→ DESCRIPTION OF THE TASK
The output consists only of the lines from the one with "Please spot the grassy" through the end of the records, each printed exactly, and contains no pictures.

→ DATA EXTRACTS
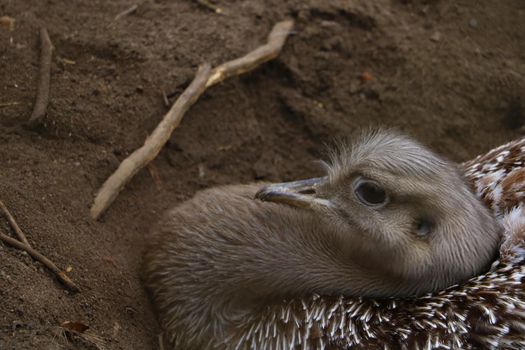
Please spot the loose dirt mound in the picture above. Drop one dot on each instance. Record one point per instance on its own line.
(449, 73)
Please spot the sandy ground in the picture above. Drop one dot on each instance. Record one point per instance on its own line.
(449, 73)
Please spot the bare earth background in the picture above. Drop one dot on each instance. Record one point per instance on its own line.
(447, 72)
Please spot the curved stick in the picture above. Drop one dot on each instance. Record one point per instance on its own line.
(203, 79)
(44, 76)
(61, 275)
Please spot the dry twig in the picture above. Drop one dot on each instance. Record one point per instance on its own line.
(61, 275)
(203, 79)
(210, 6)
(44, 76)
(14, 225)
(24, 245)
(8, 104)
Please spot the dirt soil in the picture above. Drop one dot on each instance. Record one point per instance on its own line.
(449, 73)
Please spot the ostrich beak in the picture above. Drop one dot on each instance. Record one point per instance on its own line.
(300, 194)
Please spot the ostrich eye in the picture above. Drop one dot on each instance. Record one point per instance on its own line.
(369, 193)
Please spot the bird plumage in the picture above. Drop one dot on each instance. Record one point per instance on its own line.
(487, 311)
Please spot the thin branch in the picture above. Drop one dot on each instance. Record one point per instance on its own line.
(61, 275)
(252, 60)
(8, 104)
(153, 144)
(44, 76)
(203, 79)
(210, 6)
(14, 225)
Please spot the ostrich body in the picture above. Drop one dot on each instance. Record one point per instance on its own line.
(392, 249)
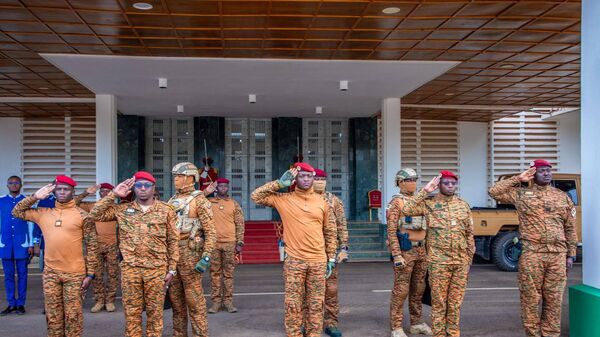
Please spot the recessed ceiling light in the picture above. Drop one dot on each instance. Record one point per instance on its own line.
(391, 10)
(143, 6)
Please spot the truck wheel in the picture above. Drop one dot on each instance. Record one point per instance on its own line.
(505, 253)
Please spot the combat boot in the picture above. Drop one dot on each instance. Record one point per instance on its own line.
(421, 329)
(398, 333)
(215, 308)
(97, 307)
(230, 308)
(110, 307)
(333, 331)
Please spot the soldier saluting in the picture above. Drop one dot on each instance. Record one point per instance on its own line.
(549, 240)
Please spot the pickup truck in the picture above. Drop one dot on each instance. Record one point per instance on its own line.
(497, 228)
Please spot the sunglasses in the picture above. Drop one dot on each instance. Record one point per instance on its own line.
(140, 185)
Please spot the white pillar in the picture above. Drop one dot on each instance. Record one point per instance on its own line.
(106, 139)
(390, 118)
(590, 156)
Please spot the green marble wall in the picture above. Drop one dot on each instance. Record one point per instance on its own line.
(362, 157)
(130, 145)
(213, 130)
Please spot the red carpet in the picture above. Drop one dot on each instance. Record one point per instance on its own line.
(260, 243)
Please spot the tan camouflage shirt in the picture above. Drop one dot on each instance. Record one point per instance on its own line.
(309, 227)
(547, 215)
(395, 218)
(146, 239)
(450, 237)
(337, 206)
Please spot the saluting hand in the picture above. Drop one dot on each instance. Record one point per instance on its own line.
(526, 176)
(433, 184)
(44, 192)
(123, 189)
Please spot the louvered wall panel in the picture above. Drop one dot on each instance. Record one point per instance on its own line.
(53, 146)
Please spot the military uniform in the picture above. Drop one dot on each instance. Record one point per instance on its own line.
(332, 304)
(148, 243)
(197, 239)
(229, 221)
(409, 279)
(309, 233)
(450, 249)
(547, 232)
(66, 229)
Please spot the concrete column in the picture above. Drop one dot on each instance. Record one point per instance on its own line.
(390, 117)
(106, 139)
(584, 300)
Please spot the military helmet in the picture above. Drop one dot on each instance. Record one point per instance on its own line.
(406, 173)
(186, 169)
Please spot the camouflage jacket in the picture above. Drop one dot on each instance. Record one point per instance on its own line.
(395, 219)
(146, 239)
(450, 237)
(547, 215)
(337, 206)
(198, 208)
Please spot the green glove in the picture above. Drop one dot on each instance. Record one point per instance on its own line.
(286, 179)
(203, 264)
(330, 267)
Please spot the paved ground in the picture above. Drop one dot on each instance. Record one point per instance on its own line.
(491, 305)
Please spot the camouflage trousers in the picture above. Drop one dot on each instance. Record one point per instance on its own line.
(409, 281)
(222, 266)
(143, 286)
(448, 283)
(105, 291)
(187, 295)
(542, 276)
(332, 305)
(304, 285)
(63, 303)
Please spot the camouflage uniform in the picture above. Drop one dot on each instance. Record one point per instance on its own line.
(450, 249)
(223, 259)
(332, 305)
(148, 242)
(62, 289)
(547, 231)
(409, 279)
(197, 239)
(304, 280)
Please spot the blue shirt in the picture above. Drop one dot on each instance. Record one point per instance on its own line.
(16, 235)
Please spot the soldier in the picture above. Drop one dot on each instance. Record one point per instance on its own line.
(332, 305)
(67, 272)
(16, 248)
(229, 221)
(309, 232)
(549, 240)
(148, 243)
(410, 258)
(196, 244)
(450, 249)
(105, 291)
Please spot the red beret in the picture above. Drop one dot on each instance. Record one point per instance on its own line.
(143, 175)
(304, 167)
(65, 180)
(107, 186)
(320, 173)
(448, 174)
(539, 163)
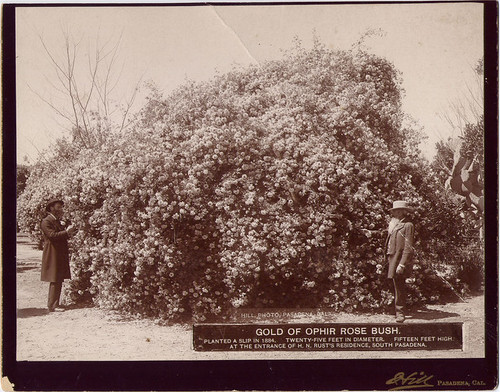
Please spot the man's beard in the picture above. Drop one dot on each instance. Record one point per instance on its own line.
(392, 224)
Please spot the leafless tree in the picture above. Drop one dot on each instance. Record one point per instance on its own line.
(85, 80)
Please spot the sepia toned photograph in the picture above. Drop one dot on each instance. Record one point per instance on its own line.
(252, 182)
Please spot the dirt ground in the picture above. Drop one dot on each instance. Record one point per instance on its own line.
(92, 334)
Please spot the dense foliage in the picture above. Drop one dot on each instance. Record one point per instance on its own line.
(254, 189)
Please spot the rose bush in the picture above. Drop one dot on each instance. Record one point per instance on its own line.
(254, 189)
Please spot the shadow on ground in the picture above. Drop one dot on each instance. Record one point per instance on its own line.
(22, 268)
(31, 312)
(429, 314)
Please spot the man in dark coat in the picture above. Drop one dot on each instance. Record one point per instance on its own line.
(55, 257)
(399, 251)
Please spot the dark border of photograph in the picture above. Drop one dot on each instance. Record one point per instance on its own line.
(349, 374)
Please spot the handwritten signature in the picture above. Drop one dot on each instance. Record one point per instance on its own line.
(414, 380)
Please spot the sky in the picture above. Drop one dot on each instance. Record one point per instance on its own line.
(434, 46)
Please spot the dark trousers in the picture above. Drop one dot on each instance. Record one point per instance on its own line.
(55, 289)
(399, 293)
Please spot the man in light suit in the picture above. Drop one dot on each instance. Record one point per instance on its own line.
(55, 256)
(399, 253)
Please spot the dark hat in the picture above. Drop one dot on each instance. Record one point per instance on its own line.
(52, 202)
(400, 205)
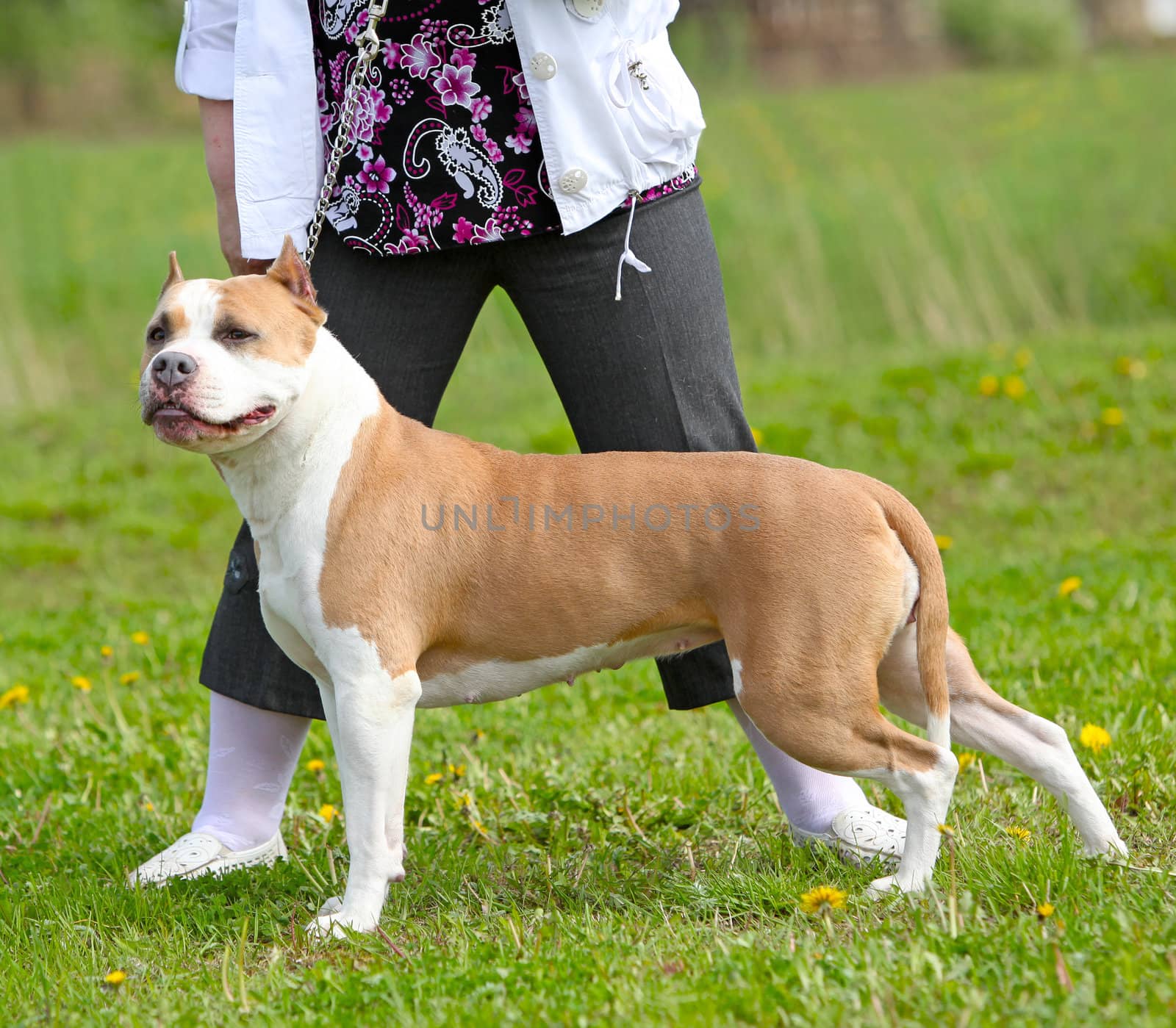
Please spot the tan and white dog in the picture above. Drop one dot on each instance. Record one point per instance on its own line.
(405, 567)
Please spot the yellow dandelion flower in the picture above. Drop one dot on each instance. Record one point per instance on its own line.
(1015, 387)
(821, 899)
(1094, 738)
(1132, 367)
(15, 695)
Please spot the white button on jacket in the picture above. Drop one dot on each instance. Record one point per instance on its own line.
(614, 109)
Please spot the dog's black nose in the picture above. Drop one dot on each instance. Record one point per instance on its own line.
(172, 367)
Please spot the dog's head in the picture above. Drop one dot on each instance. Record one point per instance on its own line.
(226, 360)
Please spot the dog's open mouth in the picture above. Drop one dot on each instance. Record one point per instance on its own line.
(174, 421)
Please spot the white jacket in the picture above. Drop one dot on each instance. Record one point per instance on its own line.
(615, 111)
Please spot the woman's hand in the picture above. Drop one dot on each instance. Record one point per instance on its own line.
(217, 123)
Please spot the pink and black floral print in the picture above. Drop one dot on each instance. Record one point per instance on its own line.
(444, 150)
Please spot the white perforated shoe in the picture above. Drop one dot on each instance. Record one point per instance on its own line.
(861, 835)
(198, 853)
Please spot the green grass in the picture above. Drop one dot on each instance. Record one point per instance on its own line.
(635, 867)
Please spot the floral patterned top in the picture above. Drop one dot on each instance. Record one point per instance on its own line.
(444, 148)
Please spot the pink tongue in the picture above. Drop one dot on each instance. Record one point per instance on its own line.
(258, 415)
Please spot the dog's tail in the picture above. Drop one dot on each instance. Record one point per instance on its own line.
(932, 622)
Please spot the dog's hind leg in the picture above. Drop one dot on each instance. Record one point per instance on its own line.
(833, 724)
(983, 720)
(370, 718)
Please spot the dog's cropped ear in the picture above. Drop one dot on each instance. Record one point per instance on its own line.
(292, 272)
(173, 273)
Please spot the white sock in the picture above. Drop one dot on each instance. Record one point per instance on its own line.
(252, 755)
(809, 799)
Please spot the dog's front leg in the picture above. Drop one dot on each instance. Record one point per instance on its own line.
(370, 720)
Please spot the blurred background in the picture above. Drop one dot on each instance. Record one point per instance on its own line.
(948, 234)
(948, 172)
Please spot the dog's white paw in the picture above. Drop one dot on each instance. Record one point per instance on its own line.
(1114, 848)
(334, 921)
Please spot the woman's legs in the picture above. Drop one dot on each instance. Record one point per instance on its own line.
(656, 372)
(252, 757)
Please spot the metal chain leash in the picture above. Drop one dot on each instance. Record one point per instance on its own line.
(368, 47)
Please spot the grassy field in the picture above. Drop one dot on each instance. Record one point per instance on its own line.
(964, 286)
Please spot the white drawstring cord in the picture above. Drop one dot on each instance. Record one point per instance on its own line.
(628, 256)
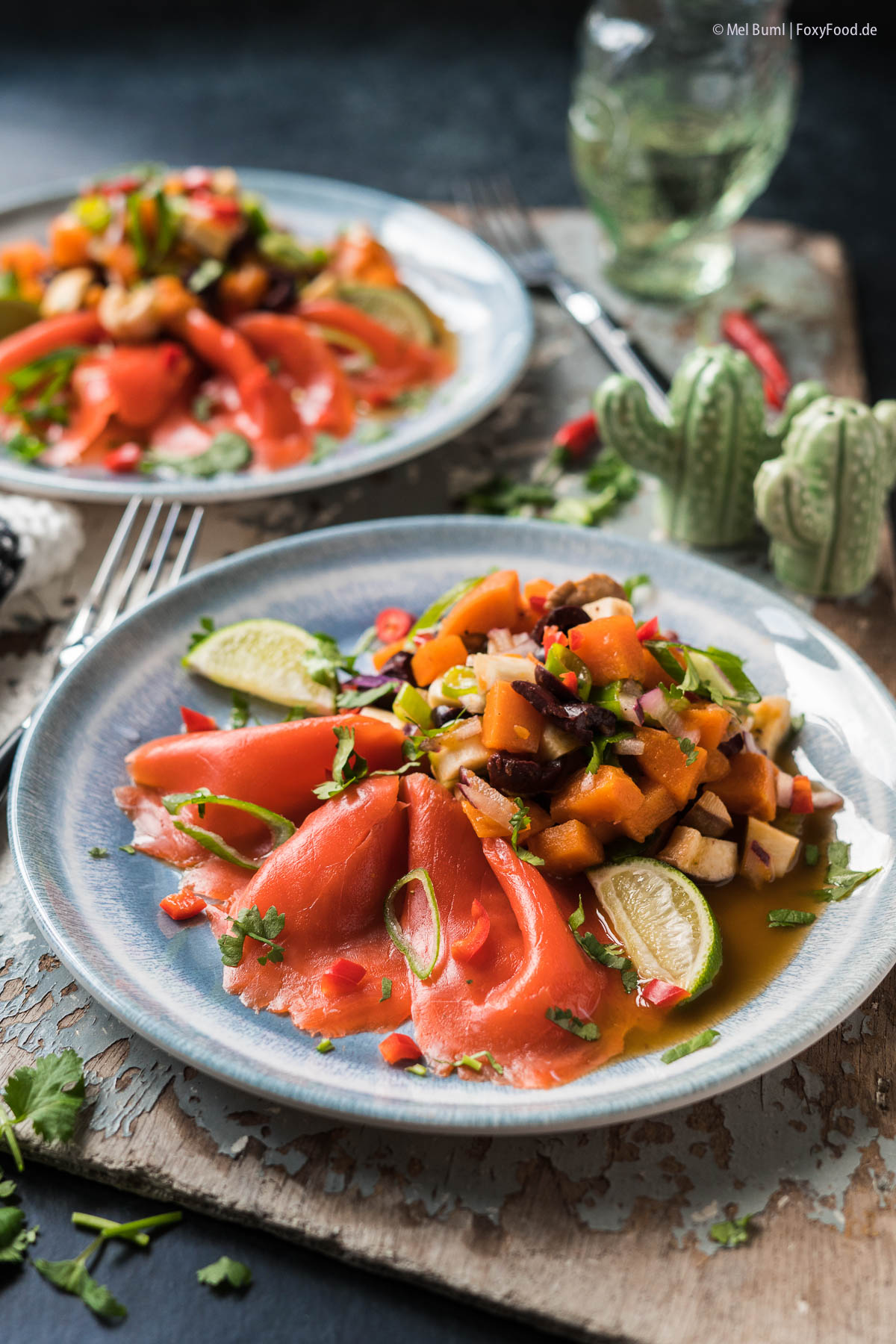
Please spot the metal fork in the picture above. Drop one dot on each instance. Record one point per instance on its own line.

→ EXERCISE RESULT
Please spot the grassy field in the picture above. Drop one dot on each instance. Record one point per instance on its own line.
(964, 286)
Please spot the white drawstring cord in the picture above. Drop one dot on each instance. Record one point per instance on its own line.
(628, 256)
Please spot the metal fork in the picture above. Drop one dot on each instance. Record one point per instance on its own line.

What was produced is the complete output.